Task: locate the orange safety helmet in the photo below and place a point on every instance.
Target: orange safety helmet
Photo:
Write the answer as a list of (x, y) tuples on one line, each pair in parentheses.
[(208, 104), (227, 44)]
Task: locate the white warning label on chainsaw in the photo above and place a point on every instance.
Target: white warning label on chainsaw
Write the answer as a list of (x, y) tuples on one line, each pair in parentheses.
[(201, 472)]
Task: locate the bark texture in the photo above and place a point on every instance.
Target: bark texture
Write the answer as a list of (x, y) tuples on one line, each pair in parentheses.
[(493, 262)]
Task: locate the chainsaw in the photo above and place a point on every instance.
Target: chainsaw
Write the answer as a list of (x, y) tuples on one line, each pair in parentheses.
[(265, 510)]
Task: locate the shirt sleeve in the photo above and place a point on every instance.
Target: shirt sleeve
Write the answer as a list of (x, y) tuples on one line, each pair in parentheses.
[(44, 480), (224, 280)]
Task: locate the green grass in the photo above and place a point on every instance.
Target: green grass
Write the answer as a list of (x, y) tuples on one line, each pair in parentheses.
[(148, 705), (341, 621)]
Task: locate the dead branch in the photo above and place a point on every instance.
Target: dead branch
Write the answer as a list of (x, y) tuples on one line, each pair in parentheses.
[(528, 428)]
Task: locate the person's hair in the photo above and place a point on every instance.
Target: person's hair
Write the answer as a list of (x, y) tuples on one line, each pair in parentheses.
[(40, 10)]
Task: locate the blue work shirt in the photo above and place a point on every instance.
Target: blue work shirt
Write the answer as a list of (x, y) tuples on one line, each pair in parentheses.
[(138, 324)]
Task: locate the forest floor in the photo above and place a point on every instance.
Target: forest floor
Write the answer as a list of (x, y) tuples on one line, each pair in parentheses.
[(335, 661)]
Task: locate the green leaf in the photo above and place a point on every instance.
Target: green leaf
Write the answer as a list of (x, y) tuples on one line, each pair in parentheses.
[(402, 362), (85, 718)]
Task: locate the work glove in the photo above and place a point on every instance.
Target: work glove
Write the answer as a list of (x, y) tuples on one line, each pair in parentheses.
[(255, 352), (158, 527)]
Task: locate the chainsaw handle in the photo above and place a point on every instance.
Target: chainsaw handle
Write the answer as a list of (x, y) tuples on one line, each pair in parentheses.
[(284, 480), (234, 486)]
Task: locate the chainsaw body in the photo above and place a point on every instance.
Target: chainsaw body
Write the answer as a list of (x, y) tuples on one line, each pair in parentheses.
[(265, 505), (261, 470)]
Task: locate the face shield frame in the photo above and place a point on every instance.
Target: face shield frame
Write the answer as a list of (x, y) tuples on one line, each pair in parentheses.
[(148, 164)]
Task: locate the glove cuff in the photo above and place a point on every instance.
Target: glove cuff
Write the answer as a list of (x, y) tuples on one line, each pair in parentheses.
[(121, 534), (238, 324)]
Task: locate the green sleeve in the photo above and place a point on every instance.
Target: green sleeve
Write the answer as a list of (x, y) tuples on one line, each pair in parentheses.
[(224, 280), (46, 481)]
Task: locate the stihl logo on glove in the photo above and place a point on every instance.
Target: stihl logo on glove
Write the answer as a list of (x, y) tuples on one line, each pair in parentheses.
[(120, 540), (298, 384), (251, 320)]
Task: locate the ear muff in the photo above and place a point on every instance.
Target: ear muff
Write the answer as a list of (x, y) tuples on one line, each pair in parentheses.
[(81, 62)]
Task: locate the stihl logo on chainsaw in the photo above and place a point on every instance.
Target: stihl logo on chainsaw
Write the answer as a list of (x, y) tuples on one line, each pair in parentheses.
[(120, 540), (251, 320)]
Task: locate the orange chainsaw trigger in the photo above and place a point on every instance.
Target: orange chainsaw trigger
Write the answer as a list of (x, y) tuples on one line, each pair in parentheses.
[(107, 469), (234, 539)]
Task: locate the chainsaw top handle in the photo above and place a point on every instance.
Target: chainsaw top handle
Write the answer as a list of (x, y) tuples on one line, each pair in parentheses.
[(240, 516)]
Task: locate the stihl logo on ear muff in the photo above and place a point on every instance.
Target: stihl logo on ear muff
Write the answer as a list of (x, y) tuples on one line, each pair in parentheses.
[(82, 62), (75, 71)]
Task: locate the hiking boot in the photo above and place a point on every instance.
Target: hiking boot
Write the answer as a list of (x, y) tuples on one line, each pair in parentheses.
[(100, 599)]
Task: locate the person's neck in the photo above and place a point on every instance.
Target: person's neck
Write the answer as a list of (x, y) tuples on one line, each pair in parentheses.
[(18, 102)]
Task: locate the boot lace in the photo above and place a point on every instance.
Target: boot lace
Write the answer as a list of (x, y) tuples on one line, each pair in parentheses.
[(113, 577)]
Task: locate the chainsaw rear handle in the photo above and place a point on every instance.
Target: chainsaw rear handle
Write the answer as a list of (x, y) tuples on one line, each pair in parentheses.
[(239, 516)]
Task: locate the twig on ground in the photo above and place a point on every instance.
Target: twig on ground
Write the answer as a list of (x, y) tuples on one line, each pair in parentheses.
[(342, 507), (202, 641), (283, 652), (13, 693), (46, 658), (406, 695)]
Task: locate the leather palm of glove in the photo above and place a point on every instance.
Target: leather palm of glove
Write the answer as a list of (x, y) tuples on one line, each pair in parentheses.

== What you will do ==
Reproduce all of the data above line for line, changing nothing.

== Task response ==
Task: locate the orange safety helmet in the photo below and place a point on every instance.
Target: orange safety helmet
Photo:
Write the answer as a list of (x, y) tuples on one line, each pair in parentheses.
[(208, 104), (227, 44)]
Task: locate the white warning label on chainsaw in the photo above and place a point on every instance.
Target: white warning label on chainsaw
Write the answer as a list of (x, y) tuples on one line, each pair in parentheses.
[(201, 472)]
Task: locate the bark texture in the photo above and place a point on every instance.
Target: bark texture
Write the answer as a list of (x, y) tuples on one line, each pair in parentheses.
[(493, 262)]
Task: locate the chainsaw in the photo above and place a point on every instance.
Target: chainsaw
Write the answer as a list of (x, y) tuples on one line, each pair in parentheses.
[(265, 510)]
Task: locate the shirt sleeve in the photo above and place a point on every instance.
Target: shirt sleeve
Write the answer as a list of (x, y) tuples on one line, each pair in parentheses.
[(44, 480), (224, 280)]
Task: locate the green grass in the photo above and place a point on every instance.
Target: green grass
Write the answer as a list of (x, y) tuples on one line, each pair in parentheses.
[(148, 705), (341, 621)]
Task: locate the dead branch in the photo above and place a point on every instance.
Target: dead branch
Write the answer as a list of (x, y) tuples on one line, each pair in parentheses.
[(528, 428)]
Task: locate the person's hair in the photo above and place a point on every instance.
Target: person's hair
Write the answer as a list of (x, y) tuples on one line, each pair in parentheses.
[(40, 10)]
Task: locate the blue work shirt in the photo above and place a point on every instance.
Target: blue work shirt
Write the answer as a list of (x, y) tuples on one line, each pair in parentheses.
[(138, 324)]
Task: locate the forest floor in the photo above and place a point on every instance.
Target: forest floor
Write the answer as a list of (x, y) tuples on one line, each pair in parentheses.
[(335, 661)]
Task: locate the green leaf in the photo above and place a point on every instance.
Target: green leaf
Write the answer as a list of (x, y) tuples on one line, each pair in parentheses.
[(402, 362), (85, 718)]
Task: locate the work glove in the photo above and place a point on every instance.
Target: work glove
Write the answer as a list of (x, y) tuples on one line, each pair in parentheses.
[(255, 352), (158, 527)]
Task: locate the chainsaw handle in the photo above and place a point on every instance.
Target: chainsaw handle
Write the answer as a list of (x, y) tuples on one line, each pair in parentheses.
[(284, 480), (234, 486)]
Task: locate the chainsaw body in the photo above and place a point on every instance.
Target: chainsaw body
Write the answer as a list of (x, y) tuples on one line, each pair in parentheses.
[(265, 505), (261, 470)]
Task: locate the face shield frame in the photo above and place a point on every instance.
Target: face shield frame
Write the answer as a list of (x, y) tuples on one line, each pair in parentheses.
[(148, 164)]
Task: locate the glove cuff in the photo above and place a point on every instance.
Target: glove cuff
Write the answer as a list of (x, y) tuples on one line, each pair in parentheses.
[(121, 534), (238, 324)]
Task: locate the green sleeve in the photo above and place a point on every instance.
Target: green sleeve
Write the answer as a list of (x, y) tuples on one line, each pair in parentheses.
[(224, 280), (46, 481)]
Task: locate the stihl logo on glove in the photo above and place a point on every instance.
Target: stihl logo on glove
Write the answer as a list of (x, y) tuples on one line, each pair in parentheses.
[(120, 540), (298, 384), (251, 320)]
Task: locate the ear muff in the photo above and place a point on every instance.
Target: ear muff
Write the answer as a list of (x, y) tuples on one line, each pair in parentheses.
[(81, 62)]
Task: locate the stihl logo on chainsaw in the photo above and place a point on every instance.
Target: stihl logo on chainsaw
Write the answer as a list of (x, y) tuples on one line, each pair in parentheses.
[(120, 540), (251, 320)]
Task: locate the orange chainsaw trigger in the photo above and place a point on every instance.
Target: orange chainsaw trigger
Write the answer as a list of (x, y) tuples on one line, each pair in parentheses.
[(107, 469), (234, 539)]
Task: locate the chainsaw top handle in the photo above and place a point on every instance.
Target: chainsaw top handle
Write the answer as a list of (x, y) tuples on one line, each pair in parentheses.
[(240, 516)]
Task: locate the stihl logo on ear muff in the photo above and place a point on every instance.
Target: stihl logo on ear muff
Write the answer as a list of (x, y) tuples on one line, each pair in parentheses.
[(82, 62), (75, 71)]
Task: locate the hiking boot in the photo above and place a point on every instance.
Target: hiking boot
Write the answer as a list of (x, y) tuples on one line, each pair in parentheses.
[(100, 599)]
Task: locate the person's neck in the photo above and place a point on every instance.
Target: person's neck
Write the answer as a list of (x, y) tuples on one line, each pair in parentheses.
[(18, 102)]
Task: locate the boot lace in the photo above and place a point on every instance.
Target: boot lace
Write the answer as a list of (x, y) tuples on one line, each pair in parentheses.
[(113, 577)]
Task: locate the chainsaw rear handle in the photo above and place a point on every instance.
Target: chainsaw rear handle
Write the answer as a list of (x, y) tuples on one line, each pair in parentheses.
[(239, 516)]
Task: locate the twig on ground in the photo above and place a point on every instance.
Target: twig on ground
Write the answer as a list of (x, y) tuples on one line, each pair in parentheses.
[(342, 507), (202, 641), (283, 652), (13, 693), (46, 658), (406, 695)]
Task: locate the leather palm of glove in the photo above and place a point on every instance.
Target: leather palm of glove
Write the answer as a list of (x, y) tuples on one line, each pair in parentheses.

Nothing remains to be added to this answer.